■ Set task: Convert every line of the listing below into a JSON list of strings, one string per line, skipping blank lines. Exclude the pictures from your answer.

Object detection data
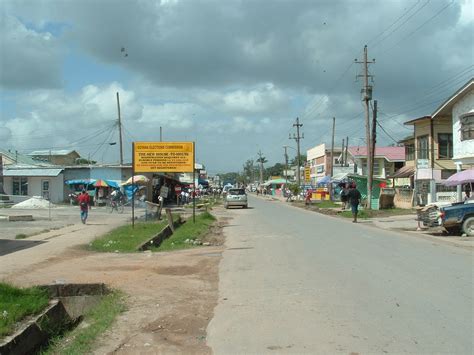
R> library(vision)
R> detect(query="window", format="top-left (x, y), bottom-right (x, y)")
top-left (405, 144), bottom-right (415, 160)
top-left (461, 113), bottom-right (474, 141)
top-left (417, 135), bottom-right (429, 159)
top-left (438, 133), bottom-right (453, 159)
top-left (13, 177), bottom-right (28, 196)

■ Response to this exercise:
[
  "R> library(vision)",
  "R> detect(query=\"window\", format=\"top-left (x, y), bottom-right (x, y)\")",
  "top-left (405, 144), bottom-right (415, 160)",
  "top-left (461, 113), bottom-right (474, 141)",
  "top-left (417, 135), bottom-right (429, 159)",
  "top-left (438, 133), bottom-right (453, 159)",
  "top-left (13, 177), bottom-right (28, 196)"
]